- **TEKSTFRAGMENT**:
>>>>>
Regeling Gesprekkencyclus en Jaargesprek 2016

Geldend van 16-11-2016 t/m heden

Intitulé

Regeling Gesprekkencyclus en Jaargesprek 2016

Het college van burgemeester en wethouders;

gezien de overeenstemming met de commissie voor Georganiseerd Overleg en de instemming van de Ondernemingsraad;

b e s l u i t :

vast te stellen de navolgende

Regeling Gesprekkencyclus en Jaargesprek 2016.

Artikel 1 Begripsomschrijving

Voor de toepassing van deze regeling wordt verstaan onder:

  • a.

    Medewerker: de ambtenaar in de zin van artikel 1:1, lid 1 sub a van de Collectieve Arbeidsvoorwaardenregeling/Uitwerkingsovereenkomst;

  • b.

    Functie: het geheel van werkzaamheden dat uit de vastgelegde doelstelling en taken van de gemeenten is af te leiden en dat door één of meerdere medewerker(s) is te verrichten. Het geheel van werkzaamheden is vastgelegd in de voor de functie vastgestelde functiefamilie en bandbreedte;

  • c.

    College: het college van burgemeester en wethouders;

  • d.

    Leidinggevende: de hiërarchisch direct leidinggevende van de medewerker;

  • e.

    Naasthogere leidinggevende: het afdelingshoofd dat daartoe gemandateerd door het college van burgemeester en wethouders het eindoordeel van het resultaatgesprek vaststelt;

  • f.

    Gesprekkencyclus: de cyclus van een jaar die ten behoeve van een beslissing met rechtspositionele gevolgen dan wel op verzoek van de medewerker wordt gevormd door het planningsgesprek, het voortgangsgesprek en het resultaatgesprek. De gesprekcyclus heeft tot doel het vastleggen van een eindoordeel over het functioneren van de medewerker op basis van de werkafspraken, de competentieafspraken en de mogelijke ontwikkelafspraken;

  • g.

    Jaargesprek: het gesprek dat eenmaal per jaar plaatsvindt tussen de leidinggevende en de medewerker waarin het functioneren en de ontwikkeling van de medewerker worden vastgelegd. In het jaargesprek zijn beslissingen met rechtspositionele gevolgen niet aan de orde, met uitzondering van de beslissing tot het toekennen van een periodieke verhoging of een extra periodieke verhoging als bedoeld in artikelen 3 en 4 van de Beloningsregeling 2016;

  • h.
<<<<<
- **OPDRACHT**: Geef uit de regeling over de gesprekkencyclus letterlijk het stuk weer van "gezien de overeenstemming" tot en met "en Jaargesprek 2016.".

- **BESCHIKBARE GEGEVENS**:
>>>>>
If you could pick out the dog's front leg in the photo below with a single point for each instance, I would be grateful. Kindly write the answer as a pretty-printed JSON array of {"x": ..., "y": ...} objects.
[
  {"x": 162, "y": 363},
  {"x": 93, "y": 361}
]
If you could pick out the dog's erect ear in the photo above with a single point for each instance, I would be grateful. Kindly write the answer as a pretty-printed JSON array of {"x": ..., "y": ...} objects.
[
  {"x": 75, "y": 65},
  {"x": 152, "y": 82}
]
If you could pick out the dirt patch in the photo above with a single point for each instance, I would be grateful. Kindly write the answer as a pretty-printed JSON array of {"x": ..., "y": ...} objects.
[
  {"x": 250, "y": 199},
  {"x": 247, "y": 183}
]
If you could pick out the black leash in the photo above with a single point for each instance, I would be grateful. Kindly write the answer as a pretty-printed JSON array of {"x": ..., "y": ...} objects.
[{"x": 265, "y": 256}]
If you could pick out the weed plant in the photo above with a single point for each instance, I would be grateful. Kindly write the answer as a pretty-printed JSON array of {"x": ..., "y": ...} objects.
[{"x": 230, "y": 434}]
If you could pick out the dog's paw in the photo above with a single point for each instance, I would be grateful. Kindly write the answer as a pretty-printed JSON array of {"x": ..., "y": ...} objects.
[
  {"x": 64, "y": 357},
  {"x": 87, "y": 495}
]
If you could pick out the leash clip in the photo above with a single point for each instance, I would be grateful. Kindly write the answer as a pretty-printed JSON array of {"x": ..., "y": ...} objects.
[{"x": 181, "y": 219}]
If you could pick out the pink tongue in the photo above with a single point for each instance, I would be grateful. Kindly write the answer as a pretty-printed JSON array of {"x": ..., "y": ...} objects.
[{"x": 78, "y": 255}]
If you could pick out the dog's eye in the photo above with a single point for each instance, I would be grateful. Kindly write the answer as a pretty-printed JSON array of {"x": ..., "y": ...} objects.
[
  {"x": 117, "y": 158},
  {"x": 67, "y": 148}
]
<<<<<
- **VERWACHT RESULTAAT**:
gezien de overeenstemming met de commissie voor Georganiseerd Overleg en de instemming van de Ondernemingsraad;

b e s l u i t :

vast te stellen de navolgende

Regeling Gesprekkencyclus en Jaargesprek 2016.